CHALLENGE
Count the lines below that contain the string "peach", treating case as significant, and give only the number.

++++ ENTRIES SHOWN ++++

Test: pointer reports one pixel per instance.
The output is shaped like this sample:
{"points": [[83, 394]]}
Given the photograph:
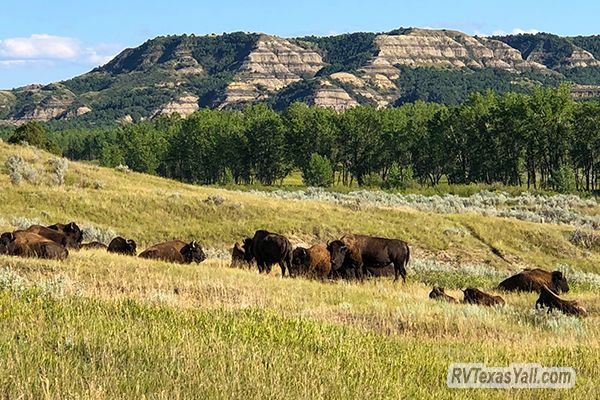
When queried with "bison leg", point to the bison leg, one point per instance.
{"points": [[282, 265]]}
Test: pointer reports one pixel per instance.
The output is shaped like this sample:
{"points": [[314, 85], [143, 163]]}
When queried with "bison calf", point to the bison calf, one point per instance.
{"points": [[313, 262], [476, 296], [551, 300], [438, 293], [532, 280], [176, 251], [122, 246]]}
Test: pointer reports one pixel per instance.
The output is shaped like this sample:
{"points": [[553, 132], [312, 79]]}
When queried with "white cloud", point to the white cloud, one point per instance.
{"points": [[44, 47]]}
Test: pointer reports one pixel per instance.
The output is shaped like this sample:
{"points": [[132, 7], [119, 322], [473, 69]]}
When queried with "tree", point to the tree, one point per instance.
{"points": [[318, 172]]}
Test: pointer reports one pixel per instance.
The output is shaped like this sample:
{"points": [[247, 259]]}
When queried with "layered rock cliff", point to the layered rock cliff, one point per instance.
{"points": [[179, 74]]}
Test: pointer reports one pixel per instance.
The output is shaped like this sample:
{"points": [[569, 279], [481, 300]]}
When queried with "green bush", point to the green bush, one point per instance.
{"points": [[319, 171]]}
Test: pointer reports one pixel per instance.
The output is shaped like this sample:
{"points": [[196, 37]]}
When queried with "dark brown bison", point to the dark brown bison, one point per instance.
{"points": [[551, 300], [369, 255], [532, 280], [68, 240], [93, 245], [122, 246], [267, 249], [70, 229], [28, 244], [313, 262], [176, 251], [438, 293], [238, 257], [476, 296]]}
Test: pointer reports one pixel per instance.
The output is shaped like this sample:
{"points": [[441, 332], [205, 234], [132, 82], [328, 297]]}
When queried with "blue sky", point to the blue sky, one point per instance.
{"points": [[43, 41]]}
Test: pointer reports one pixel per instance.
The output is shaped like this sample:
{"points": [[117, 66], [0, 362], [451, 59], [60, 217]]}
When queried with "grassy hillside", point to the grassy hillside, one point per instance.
{"points": [[103, 326]]}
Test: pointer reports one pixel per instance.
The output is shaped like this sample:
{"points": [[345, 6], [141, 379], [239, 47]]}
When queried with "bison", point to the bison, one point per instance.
{"points": [[532, 280], [313, 262], [368, 254], [176, 251], [476, 296], [551, 300], [267, 249], [69, 240], [438, 293], [71, 229], [93, 245], [122, 246], [28, 244], [238, 257]]}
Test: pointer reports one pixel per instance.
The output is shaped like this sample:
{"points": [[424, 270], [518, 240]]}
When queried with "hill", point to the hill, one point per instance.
{"points": [[101, 325], [182, 73]]}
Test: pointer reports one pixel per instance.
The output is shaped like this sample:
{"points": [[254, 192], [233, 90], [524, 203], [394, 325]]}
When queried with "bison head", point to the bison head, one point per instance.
{"points": [[193, 252], [247, 246], [559, 282], [5, 239], [337, 254], [72, 229], [131, 247], [436, 292]]}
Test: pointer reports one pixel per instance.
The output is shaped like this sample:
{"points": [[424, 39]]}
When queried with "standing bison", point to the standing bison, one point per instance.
{"points": [[532, 280], [313, 262], [69, 240], [176, 251], [363, 254], [122, 246], [551, 300], [28, 244], [267, 249], [476, 296], [71, 230]]}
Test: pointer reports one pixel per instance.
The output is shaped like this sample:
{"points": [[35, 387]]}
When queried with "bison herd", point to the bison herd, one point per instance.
{"points": [[54, 242], [353, 256]]}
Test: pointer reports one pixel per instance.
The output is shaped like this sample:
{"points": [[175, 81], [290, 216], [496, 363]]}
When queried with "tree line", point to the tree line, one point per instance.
{"points": [[544, 140]]}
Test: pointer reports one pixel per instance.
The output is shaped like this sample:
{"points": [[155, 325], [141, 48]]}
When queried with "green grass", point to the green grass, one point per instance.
{"points": [[101, 326]]}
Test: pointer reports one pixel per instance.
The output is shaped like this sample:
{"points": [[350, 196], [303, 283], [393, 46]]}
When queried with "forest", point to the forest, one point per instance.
{"points": [[542, 140]]}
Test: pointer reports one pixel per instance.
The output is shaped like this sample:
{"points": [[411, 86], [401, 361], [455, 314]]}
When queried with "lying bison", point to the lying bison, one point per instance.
{"points": [[28, 244], [364, 254], [476, 296], [438, 293], [176, 251], [71, 229], [122, 246], [238, 257], [93, 246], [267, 249], [69, 240], [313, 262], [532, 280], [551, 300]]}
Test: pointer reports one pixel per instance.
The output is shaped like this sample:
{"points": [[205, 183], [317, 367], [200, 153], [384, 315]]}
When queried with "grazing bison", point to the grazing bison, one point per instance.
{"points": [[68, 240], [176, 251], [369, 255], [438, 293], [267, 249], [238, 257], [70, 229], [28, 244], [532, 280], [93, 245], [551, 300], [313, 262], [476, 296], [122, 246]]}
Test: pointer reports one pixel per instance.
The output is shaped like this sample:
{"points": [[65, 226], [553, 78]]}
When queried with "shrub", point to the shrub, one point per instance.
{"points": [[318, 172], [59, 167]]}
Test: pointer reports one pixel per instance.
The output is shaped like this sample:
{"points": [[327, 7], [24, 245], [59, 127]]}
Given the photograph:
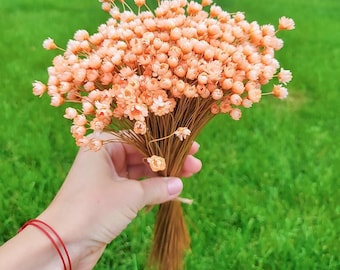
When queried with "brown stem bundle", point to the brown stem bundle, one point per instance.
{"points": [[171, 238]]}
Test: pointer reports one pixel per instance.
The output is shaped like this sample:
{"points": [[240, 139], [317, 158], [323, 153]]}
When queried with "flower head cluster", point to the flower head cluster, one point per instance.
{"points": [[142, 64]]}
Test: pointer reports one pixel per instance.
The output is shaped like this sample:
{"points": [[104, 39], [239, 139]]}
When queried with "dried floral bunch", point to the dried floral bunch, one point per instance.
{"points": [[155, 78]]}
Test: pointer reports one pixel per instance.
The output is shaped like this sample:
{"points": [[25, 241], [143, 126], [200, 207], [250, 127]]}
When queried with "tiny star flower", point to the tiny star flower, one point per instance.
{"points": [[156, 163], [284, 76], [95, 144], [70, 113], [182, 133], [39, 88]]}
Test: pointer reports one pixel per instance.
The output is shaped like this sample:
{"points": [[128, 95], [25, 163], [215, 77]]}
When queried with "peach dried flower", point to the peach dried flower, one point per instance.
{"points": [[284, 76], [39, 88]]}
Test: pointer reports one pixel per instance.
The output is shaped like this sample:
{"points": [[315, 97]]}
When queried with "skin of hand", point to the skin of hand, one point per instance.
{"points": [[100, 197]]}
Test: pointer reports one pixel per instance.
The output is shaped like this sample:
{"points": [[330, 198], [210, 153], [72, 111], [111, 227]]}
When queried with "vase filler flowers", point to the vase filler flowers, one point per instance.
{"points": [[154, 78]]}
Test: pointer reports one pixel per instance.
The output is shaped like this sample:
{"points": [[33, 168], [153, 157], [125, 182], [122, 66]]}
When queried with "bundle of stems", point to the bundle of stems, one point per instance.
{"points": [[171, 237]]}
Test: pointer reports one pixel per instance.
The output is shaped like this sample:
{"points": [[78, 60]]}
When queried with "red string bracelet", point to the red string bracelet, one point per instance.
{"points": [[54, 238]]}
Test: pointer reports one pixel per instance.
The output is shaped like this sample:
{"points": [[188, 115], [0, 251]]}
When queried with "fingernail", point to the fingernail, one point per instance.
{"points": [[175, 186]]}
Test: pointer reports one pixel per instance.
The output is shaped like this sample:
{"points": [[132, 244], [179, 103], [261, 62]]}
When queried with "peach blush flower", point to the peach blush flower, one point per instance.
{"points": [[70, 113], [48, 44], [279, 91], [39, 88], [284, 76], [235, 114], [156, 163], [95, 144], [182, 133], [286, 23]]}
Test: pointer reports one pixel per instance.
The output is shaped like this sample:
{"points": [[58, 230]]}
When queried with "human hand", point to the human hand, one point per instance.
{"points": [[100, 197]]}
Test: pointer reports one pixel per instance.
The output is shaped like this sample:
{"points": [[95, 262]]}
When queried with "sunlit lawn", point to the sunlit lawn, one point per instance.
{"points": [[268, 195]]}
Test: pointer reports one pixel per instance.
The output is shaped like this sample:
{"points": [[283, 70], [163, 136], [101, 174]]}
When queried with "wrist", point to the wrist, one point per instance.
{"points": [[29, 249], [83, 252]]}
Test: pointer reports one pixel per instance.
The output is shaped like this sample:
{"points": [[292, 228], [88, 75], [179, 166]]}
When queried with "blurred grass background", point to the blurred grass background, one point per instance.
{"points": [[268, 194]]}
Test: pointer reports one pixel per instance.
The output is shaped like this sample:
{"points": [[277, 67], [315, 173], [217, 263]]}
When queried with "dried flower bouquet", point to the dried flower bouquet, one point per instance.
{"points": [[154, 78]]}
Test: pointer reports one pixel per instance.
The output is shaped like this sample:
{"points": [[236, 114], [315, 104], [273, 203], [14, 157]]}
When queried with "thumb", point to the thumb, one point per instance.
{"points": [[161, 189]]}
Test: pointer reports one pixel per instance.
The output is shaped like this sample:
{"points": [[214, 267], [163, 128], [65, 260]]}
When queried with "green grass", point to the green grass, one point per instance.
{"points": [[268, 194]]}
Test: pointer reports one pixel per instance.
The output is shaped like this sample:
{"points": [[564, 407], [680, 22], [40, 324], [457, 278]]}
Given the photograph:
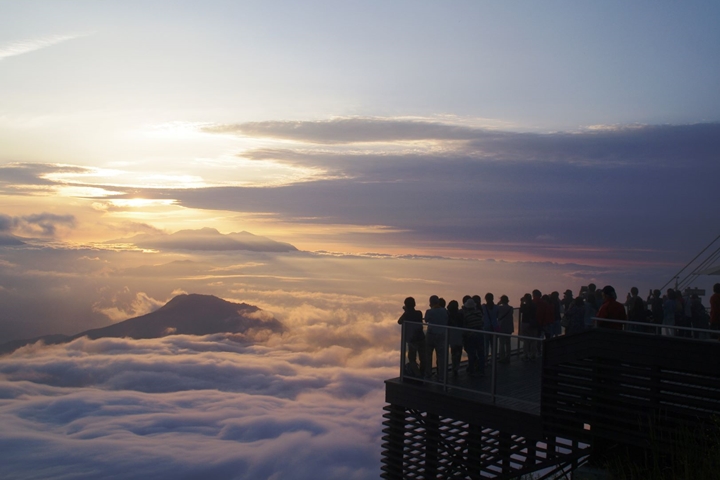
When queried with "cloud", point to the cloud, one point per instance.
{"points": [[32, 178], [45, 224], [31, 45], [186, 406], [127, 304], [353, 130]]}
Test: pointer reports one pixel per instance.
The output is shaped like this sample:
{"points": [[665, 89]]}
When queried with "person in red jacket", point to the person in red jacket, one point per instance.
{"points": [[611, 309], [544, 314]]}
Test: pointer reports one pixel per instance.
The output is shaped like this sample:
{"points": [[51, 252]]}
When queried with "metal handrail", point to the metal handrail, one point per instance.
{"points": [[657, 329], [493, 356]]}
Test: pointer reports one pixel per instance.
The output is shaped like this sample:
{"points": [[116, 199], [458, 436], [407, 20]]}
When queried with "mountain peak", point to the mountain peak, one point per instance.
{"points": [[186, 314]]}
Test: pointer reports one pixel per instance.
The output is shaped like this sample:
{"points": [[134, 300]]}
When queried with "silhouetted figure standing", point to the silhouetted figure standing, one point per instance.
{"points": [[455, 319], [656, 307], [635, 310], [436, 317], [414, 337], [672, 309], [611, 309], [529, 327], [715, 308], [507, 326], [490, 324], [575, 315], [474, 340], [544, 313], [699, 317]]}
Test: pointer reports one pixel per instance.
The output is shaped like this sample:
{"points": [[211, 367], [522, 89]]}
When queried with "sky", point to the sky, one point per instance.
{"points": [[404, 147]]}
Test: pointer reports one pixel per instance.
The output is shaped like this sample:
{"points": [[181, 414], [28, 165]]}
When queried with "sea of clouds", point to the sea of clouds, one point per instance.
{"points": [[190, 407], [304, 403]]}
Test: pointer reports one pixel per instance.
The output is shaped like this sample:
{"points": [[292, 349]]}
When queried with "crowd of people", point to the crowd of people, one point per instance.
{"points": [[541, 316]]}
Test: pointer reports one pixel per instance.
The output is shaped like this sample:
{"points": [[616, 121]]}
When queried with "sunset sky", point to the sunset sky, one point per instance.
{"points": [[404, 147]]}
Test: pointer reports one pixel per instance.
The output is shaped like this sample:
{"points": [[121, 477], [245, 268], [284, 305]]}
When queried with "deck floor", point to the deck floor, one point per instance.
{"points": [[517, 385]]}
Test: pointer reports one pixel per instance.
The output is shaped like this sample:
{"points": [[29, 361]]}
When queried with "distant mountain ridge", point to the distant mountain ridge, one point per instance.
{"points": [[187, 314], [206, 239]]}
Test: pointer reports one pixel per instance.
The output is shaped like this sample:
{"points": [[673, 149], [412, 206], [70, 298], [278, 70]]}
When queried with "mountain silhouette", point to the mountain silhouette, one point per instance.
{"points": [[206, 239], [189, 314]]}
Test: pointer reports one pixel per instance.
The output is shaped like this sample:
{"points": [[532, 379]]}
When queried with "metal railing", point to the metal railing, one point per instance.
{"points": [[490, 390], [517, 345]]}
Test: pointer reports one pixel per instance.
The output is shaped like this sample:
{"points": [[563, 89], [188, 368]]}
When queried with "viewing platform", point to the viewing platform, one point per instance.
{"points": [[586, 392]]}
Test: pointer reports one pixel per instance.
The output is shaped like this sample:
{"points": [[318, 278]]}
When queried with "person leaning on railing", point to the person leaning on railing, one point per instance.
{"points": [[611, 309], [414, 337]]}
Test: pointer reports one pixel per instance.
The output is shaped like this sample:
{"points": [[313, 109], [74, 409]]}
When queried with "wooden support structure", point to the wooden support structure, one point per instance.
{"points": [[600, 387]]}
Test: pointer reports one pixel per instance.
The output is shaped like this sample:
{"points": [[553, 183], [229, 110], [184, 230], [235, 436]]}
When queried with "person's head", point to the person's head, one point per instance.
{"points": [[409, 303]]}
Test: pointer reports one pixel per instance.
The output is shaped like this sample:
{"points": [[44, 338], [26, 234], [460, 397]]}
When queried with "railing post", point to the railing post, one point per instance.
{"points": [[403, 349], [493, 366], [446, 359]]}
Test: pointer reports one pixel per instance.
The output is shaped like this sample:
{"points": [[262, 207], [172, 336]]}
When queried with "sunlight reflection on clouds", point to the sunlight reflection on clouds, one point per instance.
{"points": [[182, 406]]}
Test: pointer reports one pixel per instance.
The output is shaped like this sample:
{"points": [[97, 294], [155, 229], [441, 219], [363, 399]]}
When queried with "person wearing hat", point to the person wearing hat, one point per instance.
{"points": [[437, 319], [611, 309], [414, 336]]}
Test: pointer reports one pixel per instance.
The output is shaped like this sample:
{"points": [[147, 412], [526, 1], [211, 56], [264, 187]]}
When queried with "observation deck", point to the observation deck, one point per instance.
{"points": [[585, 393]]}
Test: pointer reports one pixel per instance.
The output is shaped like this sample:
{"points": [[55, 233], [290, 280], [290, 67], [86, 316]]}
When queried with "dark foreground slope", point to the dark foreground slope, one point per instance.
{"points": [[191, 314]]}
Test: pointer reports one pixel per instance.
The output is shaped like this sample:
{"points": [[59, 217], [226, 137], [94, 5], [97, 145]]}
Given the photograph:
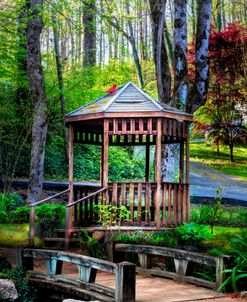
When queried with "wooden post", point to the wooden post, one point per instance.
{"points": [[187, 172], [71, 170], [32, 226], [181, 162], [219, 272], [158, 174], [125, 282], [147, 178], [104, 161]]}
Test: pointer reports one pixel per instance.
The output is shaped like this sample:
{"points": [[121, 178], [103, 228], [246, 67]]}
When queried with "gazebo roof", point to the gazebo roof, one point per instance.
{"points": [[127, 99]]}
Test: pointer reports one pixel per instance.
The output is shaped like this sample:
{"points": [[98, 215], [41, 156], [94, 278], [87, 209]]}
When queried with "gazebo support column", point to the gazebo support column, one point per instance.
{"points": [[147, 176], [188, 173], [105, 162], [158, 174], [71, 193]]}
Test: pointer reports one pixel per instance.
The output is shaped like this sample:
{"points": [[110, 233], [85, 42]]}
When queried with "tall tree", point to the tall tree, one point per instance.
{"points": [[59, 76], [38, 96], [89, 39], [199, 90], [180, 54], [163, 74]]}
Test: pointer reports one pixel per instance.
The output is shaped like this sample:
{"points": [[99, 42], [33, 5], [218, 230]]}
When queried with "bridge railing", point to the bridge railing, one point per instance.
{"points": [[87, 267], [181, 260]]}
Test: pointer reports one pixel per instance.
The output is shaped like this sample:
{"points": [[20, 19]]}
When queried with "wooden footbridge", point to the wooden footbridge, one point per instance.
{"points": [[119, 279]]}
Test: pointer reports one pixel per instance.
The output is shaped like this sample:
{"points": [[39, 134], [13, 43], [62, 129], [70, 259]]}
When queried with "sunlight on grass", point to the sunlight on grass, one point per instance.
{"points": [[205, 154], [14, 235]]}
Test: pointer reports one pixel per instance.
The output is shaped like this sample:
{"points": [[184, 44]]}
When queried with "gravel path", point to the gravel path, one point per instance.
{"points": [[205, 180]]}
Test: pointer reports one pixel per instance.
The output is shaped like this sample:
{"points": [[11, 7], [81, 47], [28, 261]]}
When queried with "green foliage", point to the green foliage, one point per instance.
{"points": [[193, 234], [19, 215], [4, 264], [237, 275], [112, 215], [159, 238], [9, 203], [50, 217], [25, 291], [90, 246]]}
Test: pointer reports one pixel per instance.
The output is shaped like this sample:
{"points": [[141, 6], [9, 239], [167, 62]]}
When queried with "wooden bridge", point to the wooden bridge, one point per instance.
{"points": [[91, 278]]}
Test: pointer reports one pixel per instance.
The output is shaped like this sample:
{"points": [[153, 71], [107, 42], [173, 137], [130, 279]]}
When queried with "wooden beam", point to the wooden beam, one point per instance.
{"points": [[105, 159], [71, 172], [158, 174]]}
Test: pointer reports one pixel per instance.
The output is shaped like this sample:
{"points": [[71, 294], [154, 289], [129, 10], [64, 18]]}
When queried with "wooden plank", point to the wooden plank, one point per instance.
{"points": [[114, 194], [170, 220], [147, 203], [175, 203], [125, 282], [139, 208], [184, 204], [131, 203], [147, 167], [179, 207], [181, 162], [150, 125], [71, 174], [164, 220], [158, 174]]}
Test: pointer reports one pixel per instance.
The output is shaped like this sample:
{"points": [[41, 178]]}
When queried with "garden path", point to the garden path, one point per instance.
{"points": [[205, 180]]}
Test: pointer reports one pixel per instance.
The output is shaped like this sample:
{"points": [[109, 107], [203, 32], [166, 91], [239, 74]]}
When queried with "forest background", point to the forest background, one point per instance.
{"points": [[56, 56]]}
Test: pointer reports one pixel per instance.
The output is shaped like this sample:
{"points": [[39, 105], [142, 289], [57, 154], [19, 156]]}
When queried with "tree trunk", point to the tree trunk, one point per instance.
{"points": [[60, 78], [89, 41], [159, 50], [199, 90], [38, 97], [134, 49], [180, 94]]}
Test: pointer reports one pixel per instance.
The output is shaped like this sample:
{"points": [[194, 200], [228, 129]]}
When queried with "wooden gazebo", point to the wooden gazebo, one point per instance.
{"points": [[129, 116]]}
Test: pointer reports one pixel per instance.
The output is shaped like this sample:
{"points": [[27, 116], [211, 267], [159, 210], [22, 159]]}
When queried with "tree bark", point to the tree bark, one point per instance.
{"points": [[89, 41], [180, 94], [199, 90], [60, 78], [38, 97], [159, 50], [134, 49]]}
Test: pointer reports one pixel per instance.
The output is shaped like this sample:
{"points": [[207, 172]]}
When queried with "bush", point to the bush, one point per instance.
{"points": [[19, 215], [9, 203], [26, 292], [50, 217], [193, 234]]}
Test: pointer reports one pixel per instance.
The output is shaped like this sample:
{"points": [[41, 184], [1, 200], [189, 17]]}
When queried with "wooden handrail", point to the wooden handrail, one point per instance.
{"points": [[48, 198], [124, 272], [86, 197]]}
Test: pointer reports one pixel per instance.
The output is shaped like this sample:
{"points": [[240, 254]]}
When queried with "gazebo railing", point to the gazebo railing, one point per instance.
{"points": [[138, 197]]}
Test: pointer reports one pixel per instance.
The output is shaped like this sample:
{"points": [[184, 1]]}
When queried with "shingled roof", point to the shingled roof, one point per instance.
{"points": [[128, 98]]}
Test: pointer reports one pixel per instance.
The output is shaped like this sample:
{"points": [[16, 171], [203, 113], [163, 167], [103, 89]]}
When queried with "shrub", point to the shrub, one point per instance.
{"points": [[193, 234], [19, 215], [26, 292], [50, 217], [9, 203]]}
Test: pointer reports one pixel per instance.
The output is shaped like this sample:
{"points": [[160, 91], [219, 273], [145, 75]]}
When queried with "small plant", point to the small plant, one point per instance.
{"points": [[112, 215], [25, 291], [193, 234], [238, 273], [90, 246]]}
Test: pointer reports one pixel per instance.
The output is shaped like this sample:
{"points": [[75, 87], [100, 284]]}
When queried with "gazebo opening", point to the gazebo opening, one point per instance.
{"points": [[129, 118]]}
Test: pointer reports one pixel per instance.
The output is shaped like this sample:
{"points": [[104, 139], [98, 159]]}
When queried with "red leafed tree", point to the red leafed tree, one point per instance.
{"points": [[224, 115]]}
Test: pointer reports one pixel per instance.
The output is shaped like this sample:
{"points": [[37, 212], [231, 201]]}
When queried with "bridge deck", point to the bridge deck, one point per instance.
{"points": [[147, 288]]}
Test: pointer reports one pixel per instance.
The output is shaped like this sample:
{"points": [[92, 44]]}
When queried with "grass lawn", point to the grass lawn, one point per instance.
{"points": [[14, 235], [205, 154]]}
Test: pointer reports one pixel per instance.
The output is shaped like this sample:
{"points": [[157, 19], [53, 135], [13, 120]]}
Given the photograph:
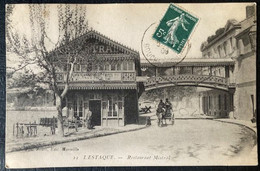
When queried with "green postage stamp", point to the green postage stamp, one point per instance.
{"points": [[175, 28]]}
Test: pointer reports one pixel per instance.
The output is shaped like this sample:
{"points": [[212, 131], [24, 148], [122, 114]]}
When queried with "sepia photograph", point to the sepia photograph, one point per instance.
{"points": [[165, 84]]}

++++

TASK RESULT
2